━━ EXTRACT TO READ

Apple researchers reveal MM1 series of multimodal language models
Apple has introduced a family of multimodal language models (MLMs) that it calls MM1, with up to 30 billion parameters. Multimodal AI models can process a combination of text, images and videos as input, and provide a similar combination as output.
Traditionally, large language models have been trained on vast corpora of text. MLMs benefit from having a wide variety of training sources, and the capability of processing information from a variety of sources.
The significant aspect about the paper is that Apple researchers have detailed the architectural choices as well as the training regimen used to develop the MM1 family of models. The research has the potential for improving the performance of all MLMs. The insights from the research is that the resolution of the images used to train the model has a significant impact on the performance. Caption data improves the performance, with synthetic captions providing a boost as well. The ratios of the modalities used has an impact as well. A diversity of pre-training data was important for improving the performance as well.

━━━━

ACTIVITIES:
**A)** Return the passage of the MM1 article starting with "Traditionally, large language" and going on through "performance as well.".
**B)** According to the MM1 article, what kinds of input can multimodal AI models process?

━━ EXTRACTED INFORMATION

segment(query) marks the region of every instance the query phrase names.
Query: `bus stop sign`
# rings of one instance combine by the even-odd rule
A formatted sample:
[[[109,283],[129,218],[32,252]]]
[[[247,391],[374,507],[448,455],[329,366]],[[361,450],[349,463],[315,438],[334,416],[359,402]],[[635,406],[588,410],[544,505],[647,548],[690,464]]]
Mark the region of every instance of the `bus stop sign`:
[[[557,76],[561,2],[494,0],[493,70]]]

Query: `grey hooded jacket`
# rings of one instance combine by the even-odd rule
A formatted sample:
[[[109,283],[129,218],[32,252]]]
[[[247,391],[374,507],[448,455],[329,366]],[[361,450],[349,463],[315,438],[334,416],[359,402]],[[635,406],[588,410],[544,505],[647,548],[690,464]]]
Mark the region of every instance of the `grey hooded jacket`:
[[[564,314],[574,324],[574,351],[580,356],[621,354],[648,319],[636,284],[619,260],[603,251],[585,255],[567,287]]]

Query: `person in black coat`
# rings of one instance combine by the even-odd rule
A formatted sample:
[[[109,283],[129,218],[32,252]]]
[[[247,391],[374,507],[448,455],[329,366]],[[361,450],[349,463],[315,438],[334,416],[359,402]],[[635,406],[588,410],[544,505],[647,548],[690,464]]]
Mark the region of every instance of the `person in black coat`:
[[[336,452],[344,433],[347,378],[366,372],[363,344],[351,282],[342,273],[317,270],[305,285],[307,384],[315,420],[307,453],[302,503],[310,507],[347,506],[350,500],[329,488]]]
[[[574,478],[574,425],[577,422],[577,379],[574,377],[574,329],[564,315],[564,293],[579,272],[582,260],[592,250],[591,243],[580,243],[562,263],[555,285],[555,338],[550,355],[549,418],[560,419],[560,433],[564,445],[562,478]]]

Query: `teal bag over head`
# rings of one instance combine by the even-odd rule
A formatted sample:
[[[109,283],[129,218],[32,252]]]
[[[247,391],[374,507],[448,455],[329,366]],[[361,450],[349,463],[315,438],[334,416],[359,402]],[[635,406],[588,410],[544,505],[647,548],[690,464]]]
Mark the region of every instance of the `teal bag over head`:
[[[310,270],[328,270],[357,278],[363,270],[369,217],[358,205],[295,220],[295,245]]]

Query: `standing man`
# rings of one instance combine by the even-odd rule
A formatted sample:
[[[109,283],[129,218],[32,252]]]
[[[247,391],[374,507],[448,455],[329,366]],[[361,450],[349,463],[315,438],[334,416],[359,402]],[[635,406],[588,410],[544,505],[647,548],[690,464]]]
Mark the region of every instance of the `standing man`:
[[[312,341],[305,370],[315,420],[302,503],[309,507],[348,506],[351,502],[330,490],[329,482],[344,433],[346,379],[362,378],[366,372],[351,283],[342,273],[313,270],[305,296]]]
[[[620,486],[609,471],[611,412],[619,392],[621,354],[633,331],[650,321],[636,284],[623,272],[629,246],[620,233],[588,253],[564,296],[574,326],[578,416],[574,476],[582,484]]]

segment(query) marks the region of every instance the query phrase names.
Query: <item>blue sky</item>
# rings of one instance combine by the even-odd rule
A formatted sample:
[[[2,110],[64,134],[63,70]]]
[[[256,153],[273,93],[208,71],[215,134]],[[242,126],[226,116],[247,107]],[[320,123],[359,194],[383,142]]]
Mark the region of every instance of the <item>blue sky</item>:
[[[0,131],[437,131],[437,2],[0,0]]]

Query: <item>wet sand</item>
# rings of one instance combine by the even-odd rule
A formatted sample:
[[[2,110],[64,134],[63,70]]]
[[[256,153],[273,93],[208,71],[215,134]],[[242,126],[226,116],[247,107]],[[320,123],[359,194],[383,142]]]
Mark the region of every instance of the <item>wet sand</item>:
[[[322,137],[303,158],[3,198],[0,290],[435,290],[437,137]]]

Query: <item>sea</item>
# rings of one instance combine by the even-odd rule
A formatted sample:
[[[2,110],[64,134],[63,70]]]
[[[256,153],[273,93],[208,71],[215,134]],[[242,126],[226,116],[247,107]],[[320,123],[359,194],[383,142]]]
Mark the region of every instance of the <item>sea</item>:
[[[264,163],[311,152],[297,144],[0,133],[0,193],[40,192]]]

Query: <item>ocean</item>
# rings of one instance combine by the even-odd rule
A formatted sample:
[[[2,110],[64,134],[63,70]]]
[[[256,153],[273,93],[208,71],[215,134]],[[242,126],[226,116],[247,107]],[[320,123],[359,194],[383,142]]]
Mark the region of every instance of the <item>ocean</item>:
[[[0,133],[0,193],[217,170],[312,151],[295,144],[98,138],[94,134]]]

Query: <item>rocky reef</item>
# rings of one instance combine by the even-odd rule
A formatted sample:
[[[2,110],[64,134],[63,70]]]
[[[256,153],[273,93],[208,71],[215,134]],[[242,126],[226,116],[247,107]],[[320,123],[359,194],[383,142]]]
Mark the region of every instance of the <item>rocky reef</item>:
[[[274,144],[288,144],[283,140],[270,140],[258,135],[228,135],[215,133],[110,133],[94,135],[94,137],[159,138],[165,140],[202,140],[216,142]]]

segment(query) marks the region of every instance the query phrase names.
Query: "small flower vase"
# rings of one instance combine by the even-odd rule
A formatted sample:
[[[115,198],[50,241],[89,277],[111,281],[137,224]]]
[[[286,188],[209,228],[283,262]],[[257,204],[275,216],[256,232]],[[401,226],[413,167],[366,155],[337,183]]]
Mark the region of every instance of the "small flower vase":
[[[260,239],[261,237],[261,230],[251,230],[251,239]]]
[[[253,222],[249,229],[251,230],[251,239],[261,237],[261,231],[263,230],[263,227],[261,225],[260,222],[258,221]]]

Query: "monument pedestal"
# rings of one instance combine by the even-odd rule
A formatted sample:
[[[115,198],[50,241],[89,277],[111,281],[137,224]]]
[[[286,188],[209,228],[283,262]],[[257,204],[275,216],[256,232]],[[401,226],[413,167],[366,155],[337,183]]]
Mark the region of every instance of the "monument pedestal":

━━━━

RESPONSES:
**A)**
Traditionally, large language models have been trained on vast corpora of text. MLMs benefit from having a wide variety of training sources, and the capability of processing information from a variety of sources.
The significant aspect about the paper is that Apple researchers have detailed the architectural choices as well as the training regimen used to develop the MM1 family of models. The research has the potential for improving the performance of all MLMs. The insights from the research is that the resolution of the images used to train the model has a significant impact on the performance. Caption data improves the performance, with synthetic captions providing a boost as well. The ratios of the modalities used has an impact as well. A diversity of pre-training data was important for improving the performance as well.

**B)**
Text
Images
Videos